--- Text section ---

GitHub - MolecularAI/smartreact

smartreact

Enumerate forward synthesis products at scale. Every prediction is tied to a named, chemically grounded reaction template.

Installation

Only RDKit is pulled in as a runtime dependency.

With pip (from PyPI):

pip install smartreact

With pixi (handles the rdkit dependency via conda-forge). Install pixi first, then:

git clone https://github.com/MolecularAI/smartreact.git
cd smartreact
pixi install

Quick Start

from smartreact import ReactionEnumerator

enumerator = ReactionEnumerator()

# Suzuki coupling: bromobenzene + phenylboronic acid
results = enumerator.enumerate_pair("c1ccc(Br)cc1", "c1ccc(B(O)O)cc1")

for result in results:
    print(f"Reaction: {result.reaction_name}")
    print(f"Reactants: {result.reactant_a} + {result.reactant_b}")
    print(f"Products: {result.products}")

See notebooks/examples.ipynb for more detailed examples.

--- Record extracts ---

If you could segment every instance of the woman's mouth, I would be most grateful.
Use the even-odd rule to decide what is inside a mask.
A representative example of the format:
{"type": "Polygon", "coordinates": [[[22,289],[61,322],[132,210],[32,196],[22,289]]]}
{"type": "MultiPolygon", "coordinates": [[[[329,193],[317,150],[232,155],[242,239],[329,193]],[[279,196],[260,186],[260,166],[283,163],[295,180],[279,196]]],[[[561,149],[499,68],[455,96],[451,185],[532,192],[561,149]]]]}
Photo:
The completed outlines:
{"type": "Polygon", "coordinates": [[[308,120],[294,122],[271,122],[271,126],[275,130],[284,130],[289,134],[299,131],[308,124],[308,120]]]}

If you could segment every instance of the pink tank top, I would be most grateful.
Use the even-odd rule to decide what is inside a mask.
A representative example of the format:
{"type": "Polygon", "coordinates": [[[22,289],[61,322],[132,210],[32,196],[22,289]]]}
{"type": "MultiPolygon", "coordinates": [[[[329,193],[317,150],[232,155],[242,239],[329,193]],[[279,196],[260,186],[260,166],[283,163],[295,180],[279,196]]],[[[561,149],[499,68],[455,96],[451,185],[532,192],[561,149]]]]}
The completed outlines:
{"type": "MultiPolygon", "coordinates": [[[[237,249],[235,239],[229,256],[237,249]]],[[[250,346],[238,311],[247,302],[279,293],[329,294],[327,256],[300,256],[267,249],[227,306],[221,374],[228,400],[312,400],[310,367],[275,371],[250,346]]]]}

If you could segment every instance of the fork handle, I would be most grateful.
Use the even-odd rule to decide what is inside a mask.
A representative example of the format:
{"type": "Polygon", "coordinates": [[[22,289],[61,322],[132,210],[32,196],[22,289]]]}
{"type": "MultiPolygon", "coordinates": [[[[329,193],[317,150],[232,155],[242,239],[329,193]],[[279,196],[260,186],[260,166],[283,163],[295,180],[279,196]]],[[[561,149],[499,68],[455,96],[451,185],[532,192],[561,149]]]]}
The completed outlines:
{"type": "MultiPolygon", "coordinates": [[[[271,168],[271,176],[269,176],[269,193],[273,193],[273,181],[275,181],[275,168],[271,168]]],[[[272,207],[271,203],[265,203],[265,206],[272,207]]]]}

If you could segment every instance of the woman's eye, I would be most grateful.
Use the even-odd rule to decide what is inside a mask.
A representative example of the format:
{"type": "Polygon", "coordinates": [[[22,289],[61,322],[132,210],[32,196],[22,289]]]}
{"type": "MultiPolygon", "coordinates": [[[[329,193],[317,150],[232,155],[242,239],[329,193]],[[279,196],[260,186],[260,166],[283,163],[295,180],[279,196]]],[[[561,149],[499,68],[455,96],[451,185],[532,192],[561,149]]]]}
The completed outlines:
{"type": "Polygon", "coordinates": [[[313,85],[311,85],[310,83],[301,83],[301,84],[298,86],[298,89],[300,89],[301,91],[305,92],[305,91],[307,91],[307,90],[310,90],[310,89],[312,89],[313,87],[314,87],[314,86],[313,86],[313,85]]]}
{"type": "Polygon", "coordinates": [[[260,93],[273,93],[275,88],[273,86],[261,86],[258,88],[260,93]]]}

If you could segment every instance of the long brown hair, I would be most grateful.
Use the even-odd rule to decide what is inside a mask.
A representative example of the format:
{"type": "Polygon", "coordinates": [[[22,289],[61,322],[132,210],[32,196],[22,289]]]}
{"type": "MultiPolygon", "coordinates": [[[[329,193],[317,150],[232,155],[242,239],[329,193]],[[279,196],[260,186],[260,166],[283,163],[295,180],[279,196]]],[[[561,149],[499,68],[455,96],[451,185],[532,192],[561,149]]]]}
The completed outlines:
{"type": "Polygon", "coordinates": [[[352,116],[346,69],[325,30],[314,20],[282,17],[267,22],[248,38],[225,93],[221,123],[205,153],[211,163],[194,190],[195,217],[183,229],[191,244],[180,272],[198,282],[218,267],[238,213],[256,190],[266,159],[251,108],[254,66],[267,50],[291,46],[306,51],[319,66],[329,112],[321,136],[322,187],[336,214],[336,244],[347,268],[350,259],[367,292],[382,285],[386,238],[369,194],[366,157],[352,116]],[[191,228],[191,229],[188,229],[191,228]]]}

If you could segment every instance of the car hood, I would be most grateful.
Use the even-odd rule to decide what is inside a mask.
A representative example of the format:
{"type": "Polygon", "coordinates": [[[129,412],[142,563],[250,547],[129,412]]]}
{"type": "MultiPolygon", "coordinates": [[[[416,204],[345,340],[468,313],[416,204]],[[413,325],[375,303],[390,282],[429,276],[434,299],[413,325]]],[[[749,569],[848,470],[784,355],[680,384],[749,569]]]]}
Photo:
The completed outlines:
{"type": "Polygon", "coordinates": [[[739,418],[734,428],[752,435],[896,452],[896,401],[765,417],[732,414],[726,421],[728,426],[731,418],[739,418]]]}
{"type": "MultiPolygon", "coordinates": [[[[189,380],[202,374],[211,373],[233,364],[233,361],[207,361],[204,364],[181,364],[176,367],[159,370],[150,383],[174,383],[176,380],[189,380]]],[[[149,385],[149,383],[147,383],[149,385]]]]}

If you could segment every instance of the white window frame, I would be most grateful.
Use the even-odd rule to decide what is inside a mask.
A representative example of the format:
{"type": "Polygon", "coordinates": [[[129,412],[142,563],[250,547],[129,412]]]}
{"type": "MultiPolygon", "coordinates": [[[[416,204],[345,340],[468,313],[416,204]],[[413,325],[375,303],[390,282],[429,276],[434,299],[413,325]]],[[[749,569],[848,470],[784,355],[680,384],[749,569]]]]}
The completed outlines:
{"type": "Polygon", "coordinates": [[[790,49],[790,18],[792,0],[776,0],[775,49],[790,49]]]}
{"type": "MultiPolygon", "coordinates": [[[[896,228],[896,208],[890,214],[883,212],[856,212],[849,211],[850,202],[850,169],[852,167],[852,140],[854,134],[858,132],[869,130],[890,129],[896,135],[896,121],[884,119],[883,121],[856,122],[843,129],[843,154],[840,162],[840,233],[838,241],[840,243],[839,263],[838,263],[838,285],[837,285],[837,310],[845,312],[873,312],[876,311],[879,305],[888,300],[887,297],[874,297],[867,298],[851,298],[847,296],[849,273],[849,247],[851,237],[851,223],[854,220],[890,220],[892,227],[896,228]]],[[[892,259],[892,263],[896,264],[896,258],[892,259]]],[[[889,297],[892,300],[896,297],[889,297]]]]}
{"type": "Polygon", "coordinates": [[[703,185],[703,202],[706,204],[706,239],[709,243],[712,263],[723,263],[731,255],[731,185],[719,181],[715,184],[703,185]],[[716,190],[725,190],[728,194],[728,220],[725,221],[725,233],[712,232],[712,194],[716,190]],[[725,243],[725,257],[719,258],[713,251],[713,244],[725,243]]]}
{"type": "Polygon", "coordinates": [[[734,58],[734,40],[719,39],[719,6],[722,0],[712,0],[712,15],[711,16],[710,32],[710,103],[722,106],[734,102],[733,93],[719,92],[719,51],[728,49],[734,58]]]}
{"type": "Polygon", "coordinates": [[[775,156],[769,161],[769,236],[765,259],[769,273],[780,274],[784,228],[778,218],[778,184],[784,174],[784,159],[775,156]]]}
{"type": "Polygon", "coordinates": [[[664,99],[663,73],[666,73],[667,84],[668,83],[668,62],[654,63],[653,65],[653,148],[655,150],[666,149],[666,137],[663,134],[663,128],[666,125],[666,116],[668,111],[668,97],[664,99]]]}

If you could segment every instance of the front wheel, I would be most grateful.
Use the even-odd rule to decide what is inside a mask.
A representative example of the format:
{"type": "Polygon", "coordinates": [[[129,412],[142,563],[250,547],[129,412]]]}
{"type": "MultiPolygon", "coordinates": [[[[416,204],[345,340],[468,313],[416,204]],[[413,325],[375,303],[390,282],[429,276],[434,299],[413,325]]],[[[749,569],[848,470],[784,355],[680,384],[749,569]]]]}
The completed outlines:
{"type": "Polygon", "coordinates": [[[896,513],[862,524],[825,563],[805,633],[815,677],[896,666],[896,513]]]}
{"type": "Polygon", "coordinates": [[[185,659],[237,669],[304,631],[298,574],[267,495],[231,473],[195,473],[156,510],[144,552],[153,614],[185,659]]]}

---

Aim 1:
From the smartreact README above, reproduce word for word the passage that begins at the words "for result in" and stops after the words "more detailed examples.".
Aim 2:
Continue the smartreact README beyond its final line.

Task response 1:
for result in results:
    print(f"Reaction: {result.reaction_name}")
    print(f"Reactants: {result.reactant_a} + {result.reactant_b}")
    print(f"Products: {result.products}")

See notebooks/examples.ipynb for more detailed examples.

Task response 2:
Usage

The ReactionEnumerator class generates products from reactant pairs using curated SMARTS templates. It uses SMARTS-RX functional group keys to filter compatible reactant pairs before applying reactions.

Single Pair

from smartreact import ReactionEnumerator

enumerator = ReactionEnumerator()

# Or restrict to a specific subset of reactions
enumerator = ReactionEnumerator(reaction_list=["suzuki", "amide_coupling", "snar_amine"])

results = enumerator.enumerate_pair("c1ccc(Br)cc1", "c1ccc(B(O)O)cc1")

# Pass clean_smiles=True to standardize SMILES before enumeration if desired
results = enumerator.enumerate_pair("c1ccc(Br)cc1", "c1ccc(B(O)O)cc1", clean_smiles=True)

Batch Processing

from smartreact import ReactionEnumerator

enumerator = ReactionEnumerator(n_cores=8)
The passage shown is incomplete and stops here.